### Problem requirements:
Copy out the lines from the one containing "Annotation guideline — the target class is gold" up to and including the one containing "754;360;856;690", replacing "jacket sleeve" with "coat sleeve" and leaving everything else unchanged.

(Entries on locating named things)
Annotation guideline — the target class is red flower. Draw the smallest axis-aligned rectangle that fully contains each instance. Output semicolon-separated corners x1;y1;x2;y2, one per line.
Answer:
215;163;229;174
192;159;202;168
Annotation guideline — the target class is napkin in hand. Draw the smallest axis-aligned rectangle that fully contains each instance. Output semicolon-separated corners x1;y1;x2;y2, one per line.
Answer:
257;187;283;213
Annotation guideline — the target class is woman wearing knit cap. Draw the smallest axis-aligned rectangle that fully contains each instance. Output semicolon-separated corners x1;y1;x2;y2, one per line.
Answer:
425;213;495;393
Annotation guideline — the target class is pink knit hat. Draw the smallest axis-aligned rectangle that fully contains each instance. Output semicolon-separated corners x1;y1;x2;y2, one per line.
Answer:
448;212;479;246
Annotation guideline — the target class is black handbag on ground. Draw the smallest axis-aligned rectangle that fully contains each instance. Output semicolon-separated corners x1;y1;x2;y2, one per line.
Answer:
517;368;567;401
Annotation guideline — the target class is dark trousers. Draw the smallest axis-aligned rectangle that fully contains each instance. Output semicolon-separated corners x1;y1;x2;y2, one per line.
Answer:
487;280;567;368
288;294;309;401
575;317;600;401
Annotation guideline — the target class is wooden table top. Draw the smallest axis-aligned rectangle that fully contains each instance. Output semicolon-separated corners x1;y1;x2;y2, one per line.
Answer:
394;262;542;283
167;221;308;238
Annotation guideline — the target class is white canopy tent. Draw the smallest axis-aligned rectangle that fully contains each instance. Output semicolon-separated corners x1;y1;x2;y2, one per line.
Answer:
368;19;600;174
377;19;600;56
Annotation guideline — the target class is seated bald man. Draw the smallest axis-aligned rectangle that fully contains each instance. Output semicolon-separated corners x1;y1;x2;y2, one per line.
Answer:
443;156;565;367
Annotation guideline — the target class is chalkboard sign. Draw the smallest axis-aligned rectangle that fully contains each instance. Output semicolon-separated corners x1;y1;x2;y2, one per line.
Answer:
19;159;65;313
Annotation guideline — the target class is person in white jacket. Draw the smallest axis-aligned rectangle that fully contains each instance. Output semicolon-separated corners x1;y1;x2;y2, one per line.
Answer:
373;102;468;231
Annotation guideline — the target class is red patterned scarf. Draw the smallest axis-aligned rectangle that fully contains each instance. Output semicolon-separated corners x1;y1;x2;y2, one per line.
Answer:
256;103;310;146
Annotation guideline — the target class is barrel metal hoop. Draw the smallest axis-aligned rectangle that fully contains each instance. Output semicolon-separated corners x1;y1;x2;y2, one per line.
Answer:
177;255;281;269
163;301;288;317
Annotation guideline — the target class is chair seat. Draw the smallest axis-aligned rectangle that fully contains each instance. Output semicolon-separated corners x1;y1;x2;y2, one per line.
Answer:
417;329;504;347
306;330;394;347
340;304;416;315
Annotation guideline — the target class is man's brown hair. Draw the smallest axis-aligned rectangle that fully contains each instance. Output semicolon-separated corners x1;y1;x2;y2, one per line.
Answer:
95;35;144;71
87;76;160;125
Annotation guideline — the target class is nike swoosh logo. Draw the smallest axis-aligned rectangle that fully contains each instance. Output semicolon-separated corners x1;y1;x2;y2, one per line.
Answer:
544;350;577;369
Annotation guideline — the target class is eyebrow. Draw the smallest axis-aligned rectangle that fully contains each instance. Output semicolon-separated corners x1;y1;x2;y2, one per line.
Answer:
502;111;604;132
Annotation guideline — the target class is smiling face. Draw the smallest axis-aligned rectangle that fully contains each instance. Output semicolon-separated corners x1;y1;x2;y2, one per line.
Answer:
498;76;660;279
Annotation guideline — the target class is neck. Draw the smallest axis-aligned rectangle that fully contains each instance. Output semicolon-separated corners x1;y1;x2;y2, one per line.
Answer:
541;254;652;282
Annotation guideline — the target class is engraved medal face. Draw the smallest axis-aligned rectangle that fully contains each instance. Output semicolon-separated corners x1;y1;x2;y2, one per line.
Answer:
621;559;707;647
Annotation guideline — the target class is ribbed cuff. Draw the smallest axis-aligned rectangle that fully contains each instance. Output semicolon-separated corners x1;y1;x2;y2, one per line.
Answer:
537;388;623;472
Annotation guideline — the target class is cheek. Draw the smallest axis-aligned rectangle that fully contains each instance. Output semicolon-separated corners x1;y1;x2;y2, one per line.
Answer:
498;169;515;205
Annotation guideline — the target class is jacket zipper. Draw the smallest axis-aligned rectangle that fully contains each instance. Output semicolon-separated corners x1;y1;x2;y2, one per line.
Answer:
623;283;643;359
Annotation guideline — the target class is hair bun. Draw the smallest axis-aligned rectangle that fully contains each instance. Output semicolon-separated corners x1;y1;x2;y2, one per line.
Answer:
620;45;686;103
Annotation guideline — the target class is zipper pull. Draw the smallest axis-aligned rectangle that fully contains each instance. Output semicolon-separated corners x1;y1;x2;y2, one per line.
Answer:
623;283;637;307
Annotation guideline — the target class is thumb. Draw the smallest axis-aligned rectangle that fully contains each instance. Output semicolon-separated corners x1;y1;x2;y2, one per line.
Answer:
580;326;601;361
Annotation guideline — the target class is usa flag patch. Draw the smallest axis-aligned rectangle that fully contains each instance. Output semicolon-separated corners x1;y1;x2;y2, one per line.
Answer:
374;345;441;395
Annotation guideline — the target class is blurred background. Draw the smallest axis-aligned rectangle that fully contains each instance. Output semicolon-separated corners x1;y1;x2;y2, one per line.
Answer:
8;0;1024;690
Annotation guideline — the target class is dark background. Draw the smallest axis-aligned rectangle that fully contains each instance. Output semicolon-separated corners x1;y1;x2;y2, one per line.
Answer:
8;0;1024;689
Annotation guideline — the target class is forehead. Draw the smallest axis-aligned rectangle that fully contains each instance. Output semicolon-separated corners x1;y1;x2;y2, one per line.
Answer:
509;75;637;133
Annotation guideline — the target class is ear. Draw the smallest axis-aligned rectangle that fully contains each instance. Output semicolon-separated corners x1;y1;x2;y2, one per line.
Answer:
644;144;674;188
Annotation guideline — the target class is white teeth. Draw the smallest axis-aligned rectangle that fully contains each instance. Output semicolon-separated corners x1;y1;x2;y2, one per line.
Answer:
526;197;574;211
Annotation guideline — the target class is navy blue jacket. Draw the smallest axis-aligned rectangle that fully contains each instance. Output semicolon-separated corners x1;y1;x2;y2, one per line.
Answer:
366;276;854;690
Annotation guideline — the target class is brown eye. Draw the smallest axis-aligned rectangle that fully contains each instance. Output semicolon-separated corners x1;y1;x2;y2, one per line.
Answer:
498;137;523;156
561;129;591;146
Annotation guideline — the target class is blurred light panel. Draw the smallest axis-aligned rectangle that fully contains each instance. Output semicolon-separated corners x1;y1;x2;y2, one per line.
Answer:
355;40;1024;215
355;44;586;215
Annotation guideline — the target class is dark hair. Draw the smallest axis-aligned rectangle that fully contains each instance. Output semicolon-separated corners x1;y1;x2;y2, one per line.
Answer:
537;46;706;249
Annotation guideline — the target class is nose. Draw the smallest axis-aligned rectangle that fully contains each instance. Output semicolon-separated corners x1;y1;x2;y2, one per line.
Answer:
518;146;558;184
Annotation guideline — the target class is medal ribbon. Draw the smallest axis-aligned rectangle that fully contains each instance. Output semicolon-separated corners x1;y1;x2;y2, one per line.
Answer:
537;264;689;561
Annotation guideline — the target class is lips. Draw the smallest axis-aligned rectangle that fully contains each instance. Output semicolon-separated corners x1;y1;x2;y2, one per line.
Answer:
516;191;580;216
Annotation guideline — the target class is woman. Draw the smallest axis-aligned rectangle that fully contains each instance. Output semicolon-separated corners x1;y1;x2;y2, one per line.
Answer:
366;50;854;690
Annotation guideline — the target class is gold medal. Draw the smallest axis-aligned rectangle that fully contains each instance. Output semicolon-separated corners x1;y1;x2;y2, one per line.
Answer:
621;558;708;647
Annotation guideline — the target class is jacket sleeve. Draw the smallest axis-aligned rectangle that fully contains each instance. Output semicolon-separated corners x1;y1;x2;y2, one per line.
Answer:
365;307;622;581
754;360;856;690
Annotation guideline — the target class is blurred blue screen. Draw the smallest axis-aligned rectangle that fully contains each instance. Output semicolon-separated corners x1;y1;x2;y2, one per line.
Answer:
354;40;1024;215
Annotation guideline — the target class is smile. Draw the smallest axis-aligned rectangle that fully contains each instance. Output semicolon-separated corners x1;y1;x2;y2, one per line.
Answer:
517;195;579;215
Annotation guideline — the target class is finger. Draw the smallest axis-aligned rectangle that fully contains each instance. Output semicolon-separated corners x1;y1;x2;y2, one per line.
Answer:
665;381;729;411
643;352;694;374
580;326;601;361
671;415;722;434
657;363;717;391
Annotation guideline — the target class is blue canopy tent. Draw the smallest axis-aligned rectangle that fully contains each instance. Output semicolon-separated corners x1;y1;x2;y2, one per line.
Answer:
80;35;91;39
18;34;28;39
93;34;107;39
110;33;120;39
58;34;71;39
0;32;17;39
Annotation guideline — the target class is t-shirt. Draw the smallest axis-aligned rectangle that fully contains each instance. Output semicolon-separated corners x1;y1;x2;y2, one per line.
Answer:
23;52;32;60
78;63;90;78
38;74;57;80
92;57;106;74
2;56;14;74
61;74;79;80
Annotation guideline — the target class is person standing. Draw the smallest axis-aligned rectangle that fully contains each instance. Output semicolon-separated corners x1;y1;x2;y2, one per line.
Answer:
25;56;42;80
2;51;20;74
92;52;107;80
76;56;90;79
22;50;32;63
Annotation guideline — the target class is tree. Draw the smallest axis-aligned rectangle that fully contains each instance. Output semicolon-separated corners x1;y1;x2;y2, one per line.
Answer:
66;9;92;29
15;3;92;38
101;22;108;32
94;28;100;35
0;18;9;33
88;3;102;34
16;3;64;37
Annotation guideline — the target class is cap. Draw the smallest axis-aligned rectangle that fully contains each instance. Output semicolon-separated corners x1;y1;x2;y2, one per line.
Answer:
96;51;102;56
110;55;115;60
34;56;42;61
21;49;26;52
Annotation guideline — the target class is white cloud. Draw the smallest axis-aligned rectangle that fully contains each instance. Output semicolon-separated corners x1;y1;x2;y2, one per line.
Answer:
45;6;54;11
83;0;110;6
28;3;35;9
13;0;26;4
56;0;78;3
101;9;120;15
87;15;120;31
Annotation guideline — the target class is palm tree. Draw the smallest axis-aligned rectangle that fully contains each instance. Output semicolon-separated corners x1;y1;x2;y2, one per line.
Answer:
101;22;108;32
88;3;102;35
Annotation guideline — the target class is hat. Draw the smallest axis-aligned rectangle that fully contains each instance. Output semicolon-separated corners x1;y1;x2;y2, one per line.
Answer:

### Finished answer:
Annotation guideline — the target class is gold medal. Draw the smallest axis-aligned rectangle that fully contains each instance. Output semicolon-separated corners x1;y1;x2;y2, one per line.
Answer:
621;558;708;647
Annotation guideline — the target class is coat sleeve. Draw the smallest axis-aligned rectangle that fully contains each instance. Output semicolon-separated corners x1;y1;x2;y2, one per line.
Answer:
365;307;622;581
754;360;856;690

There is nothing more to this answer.